I might have chosen the word “quick”.  But it is a great quote.

In June I wrote:

After the insurance exchanges are up and running, I predict that one of the big private employer plans, bowing to competitive pressures and other “economic realities”, will pull the plug on its employer sponsored health care plan.  That will start a mass exodus that will topple the private employer sponsored market in a very short time.

Ricardo Alonso-Zaldivar wrote today in Capital Hill Blue about the threat to employer provided health insurance:

“I don’t think you are going to hear anybody publicly say ‘We’ve made a decision to drop insurance,’ ” said Paul Keckley, executive director of the Deloitte Center for Health Solutions. “What we are hearing in our meetings is, ‘We don’t want to be the first one to drop benefits, but we would be the fast second.’ We are hearing that a lot.” Deloitte is a major accounting and consulting firm.

Record extracts
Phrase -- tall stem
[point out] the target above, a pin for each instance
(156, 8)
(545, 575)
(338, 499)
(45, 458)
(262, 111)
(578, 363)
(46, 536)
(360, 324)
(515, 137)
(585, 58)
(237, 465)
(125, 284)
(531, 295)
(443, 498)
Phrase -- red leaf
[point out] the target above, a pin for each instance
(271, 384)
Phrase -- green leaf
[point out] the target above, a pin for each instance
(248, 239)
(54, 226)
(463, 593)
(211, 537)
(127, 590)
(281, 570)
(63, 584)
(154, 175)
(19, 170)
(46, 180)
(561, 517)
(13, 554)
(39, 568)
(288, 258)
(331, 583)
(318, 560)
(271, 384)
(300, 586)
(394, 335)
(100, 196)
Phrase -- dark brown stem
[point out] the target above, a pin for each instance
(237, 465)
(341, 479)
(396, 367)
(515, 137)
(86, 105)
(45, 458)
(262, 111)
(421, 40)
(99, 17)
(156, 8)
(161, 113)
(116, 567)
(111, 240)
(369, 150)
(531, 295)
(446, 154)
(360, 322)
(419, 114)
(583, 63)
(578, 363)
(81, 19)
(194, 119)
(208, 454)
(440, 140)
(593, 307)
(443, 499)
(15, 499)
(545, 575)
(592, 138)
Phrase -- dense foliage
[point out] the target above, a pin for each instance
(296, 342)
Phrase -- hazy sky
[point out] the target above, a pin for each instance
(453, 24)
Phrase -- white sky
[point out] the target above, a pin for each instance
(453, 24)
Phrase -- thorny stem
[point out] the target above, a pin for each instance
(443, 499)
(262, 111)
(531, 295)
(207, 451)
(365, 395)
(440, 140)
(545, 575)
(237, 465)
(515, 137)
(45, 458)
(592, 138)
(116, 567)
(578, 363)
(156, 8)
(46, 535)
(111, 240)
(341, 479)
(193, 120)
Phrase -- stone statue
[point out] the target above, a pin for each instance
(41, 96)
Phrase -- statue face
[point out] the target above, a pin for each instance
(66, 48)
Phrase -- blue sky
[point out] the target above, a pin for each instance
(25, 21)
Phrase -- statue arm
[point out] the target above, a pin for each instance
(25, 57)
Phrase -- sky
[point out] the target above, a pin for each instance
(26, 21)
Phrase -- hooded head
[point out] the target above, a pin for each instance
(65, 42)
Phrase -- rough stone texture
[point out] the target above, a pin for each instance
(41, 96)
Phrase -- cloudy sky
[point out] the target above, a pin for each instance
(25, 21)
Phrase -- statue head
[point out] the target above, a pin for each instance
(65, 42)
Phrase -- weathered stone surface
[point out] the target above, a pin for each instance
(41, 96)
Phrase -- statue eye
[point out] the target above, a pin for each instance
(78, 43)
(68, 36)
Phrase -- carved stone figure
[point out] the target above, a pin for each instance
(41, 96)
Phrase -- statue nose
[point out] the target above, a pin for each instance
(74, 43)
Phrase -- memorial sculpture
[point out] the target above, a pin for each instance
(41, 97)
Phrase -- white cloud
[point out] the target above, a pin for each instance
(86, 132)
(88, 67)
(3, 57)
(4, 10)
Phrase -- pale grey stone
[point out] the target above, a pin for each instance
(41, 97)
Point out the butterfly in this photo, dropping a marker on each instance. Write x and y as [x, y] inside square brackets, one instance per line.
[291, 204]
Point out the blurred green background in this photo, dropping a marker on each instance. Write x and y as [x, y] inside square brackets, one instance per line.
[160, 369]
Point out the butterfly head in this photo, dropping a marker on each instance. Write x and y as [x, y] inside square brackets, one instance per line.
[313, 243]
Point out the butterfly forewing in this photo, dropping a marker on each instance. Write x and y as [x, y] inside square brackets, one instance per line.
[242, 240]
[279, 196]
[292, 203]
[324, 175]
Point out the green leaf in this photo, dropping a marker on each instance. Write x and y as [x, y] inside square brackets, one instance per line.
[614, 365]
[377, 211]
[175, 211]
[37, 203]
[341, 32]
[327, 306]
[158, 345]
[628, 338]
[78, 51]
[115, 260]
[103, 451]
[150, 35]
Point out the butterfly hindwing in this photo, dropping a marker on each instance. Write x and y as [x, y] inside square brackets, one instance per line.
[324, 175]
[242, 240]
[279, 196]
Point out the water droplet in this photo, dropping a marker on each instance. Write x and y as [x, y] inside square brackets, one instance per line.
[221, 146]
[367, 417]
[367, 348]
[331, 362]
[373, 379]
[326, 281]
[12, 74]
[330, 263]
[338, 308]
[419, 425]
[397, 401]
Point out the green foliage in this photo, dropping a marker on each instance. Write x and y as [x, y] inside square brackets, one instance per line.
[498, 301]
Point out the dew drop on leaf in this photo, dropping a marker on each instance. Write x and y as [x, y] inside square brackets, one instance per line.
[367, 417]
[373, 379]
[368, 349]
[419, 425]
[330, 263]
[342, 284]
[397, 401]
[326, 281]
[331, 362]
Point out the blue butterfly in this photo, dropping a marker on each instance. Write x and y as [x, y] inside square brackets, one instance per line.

Task
Please reproduce the post on employer health insurance word for word, from "After the insurance" up to and including "very short time.". The material is not needed.

Answer space
After the insurance exchanges are up and running, I predict that one of the big private employer plans, bowing to competitive pressures and other “economic realities”, will pull the plug on its employer sponsored health care plan.  That will start a mass exodus that will topple the private employer sponsored market in a very short time.